## Problem statement:
Return every line below that contains the string "wheel", treating case as significant.

-------- Records supplied --------

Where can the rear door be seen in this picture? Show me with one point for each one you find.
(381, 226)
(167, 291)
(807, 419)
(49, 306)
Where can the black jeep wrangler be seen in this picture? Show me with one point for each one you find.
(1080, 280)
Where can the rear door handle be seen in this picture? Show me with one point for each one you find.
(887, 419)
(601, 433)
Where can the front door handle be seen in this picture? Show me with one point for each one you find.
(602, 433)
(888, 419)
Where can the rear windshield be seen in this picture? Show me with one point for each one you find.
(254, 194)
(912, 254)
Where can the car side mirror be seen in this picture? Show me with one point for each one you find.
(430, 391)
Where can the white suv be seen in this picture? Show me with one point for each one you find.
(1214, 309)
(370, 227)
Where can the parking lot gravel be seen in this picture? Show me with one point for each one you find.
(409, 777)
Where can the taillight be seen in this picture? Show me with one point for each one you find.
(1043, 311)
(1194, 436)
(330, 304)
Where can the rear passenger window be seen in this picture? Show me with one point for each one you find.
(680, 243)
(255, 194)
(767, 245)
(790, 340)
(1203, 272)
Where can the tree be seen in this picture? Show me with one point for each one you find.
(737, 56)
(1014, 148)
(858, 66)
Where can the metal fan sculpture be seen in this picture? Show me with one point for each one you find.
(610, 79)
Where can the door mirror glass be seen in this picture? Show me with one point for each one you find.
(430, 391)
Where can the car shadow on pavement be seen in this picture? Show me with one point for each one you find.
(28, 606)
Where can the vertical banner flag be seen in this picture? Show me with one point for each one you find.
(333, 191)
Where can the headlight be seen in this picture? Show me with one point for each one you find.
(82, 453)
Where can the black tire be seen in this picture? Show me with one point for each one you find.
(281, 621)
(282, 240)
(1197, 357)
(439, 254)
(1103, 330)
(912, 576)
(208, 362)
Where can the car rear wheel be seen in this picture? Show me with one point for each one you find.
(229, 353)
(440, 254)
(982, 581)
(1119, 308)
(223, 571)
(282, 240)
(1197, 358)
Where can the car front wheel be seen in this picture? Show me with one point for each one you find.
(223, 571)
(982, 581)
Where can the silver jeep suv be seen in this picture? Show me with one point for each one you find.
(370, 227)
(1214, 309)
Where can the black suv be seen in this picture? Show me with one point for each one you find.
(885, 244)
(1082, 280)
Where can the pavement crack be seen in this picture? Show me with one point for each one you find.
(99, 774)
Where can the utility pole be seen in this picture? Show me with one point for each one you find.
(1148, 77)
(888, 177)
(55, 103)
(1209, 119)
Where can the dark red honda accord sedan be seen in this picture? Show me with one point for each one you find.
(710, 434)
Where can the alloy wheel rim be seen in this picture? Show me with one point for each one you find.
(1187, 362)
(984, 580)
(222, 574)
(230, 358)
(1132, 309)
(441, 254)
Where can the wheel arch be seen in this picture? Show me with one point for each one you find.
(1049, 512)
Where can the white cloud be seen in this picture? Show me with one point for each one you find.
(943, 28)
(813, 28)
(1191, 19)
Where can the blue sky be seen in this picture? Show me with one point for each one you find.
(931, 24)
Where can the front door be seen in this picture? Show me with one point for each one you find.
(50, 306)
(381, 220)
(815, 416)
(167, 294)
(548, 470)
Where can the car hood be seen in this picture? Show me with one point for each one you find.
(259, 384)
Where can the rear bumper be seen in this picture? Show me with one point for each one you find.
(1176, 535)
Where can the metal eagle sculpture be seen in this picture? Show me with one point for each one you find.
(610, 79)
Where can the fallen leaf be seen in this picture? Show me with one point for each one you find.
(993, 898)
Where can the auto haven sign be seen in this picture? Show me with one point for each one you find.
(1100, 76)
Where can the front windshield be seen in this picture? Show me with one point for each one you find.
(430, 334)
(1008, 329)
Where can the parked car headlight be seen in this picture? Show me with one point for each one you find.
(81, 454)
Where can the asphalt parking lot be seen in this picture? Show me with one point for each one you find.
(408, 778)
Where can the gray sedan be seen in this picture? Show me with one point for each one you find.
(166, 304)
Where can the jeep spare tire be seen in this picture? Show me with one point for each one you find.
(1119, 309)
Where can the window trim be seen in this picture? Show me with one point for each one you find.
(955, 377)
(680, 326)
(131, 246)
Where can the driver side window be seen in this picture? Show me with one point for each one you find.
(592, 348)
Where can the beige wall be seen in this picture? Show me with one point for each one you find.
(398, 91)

--------
-------- Records supplied --------

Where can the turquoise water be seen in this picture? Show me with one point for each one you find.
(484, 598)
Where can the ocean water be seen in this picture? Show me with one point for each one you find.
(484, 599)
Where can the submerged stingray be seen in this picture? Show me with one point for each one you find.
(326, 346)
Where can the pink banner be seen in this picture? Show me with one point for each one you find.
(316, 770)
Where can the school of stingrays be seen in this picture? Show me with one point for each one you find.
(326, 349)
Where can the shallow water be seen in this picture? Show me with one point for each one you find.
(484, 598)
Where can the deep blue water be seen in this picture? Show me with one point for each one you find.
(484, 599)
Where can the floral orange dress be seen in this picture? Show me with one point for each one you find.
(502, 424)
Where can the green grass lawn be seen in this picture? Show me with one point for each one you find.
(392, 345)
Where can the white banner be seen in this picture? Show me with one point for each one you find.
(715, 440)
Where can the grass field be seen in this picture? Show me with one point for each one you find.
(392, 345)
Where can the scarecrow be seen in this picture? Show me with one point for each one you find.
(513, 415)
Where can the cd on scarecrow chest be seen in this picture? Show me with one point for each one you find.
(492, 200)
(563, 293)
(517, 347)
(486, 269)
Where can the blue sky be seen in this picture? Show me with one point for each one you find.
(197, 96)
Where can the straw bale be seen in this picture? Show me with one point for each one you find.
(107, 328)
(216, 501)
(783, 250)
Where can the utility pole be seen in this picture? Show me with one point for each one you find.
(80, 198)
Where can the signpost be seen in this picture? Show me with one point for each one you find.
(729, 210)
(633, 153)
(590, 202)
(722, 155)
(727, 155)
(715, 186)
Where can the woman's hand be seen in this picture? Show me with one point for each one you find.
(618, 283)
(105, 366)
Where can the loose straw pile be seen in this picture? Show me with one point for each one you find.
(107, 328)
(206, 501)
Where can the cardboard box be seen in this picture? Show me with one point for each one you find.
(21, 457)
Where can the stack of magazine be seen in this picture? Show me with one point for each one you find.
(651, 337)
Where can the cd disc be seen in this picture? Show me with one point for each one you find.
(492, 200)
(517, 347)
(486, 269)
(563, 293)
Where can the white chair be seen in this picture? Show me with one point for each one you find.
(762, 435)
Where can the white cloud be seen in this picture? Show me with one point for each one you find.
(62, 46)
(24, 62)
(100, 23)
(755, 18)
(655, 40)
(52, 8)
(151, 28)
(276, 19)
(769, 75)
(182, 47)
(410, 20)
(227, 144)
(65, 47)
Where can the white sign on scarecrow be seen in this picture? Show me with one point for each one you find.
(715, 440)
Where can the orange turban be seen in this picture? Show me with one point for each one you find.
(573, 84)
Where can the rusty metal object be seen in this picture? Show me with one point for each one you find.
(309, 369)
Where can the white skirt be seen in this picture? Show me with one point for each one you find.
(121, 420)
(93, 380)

--------

## Completed task:
Where can the car rear wheel be seen in this picture? Show me with one point for each one you find.
Where can the car front wheel be seen in this picture? Show me with one point for each one you find.
Where can the alloy wheel rim be seen in this picture? Show me with one point for each one you find.
Where can the wheel arch be seen in this picture? Show me with one point for each one you find.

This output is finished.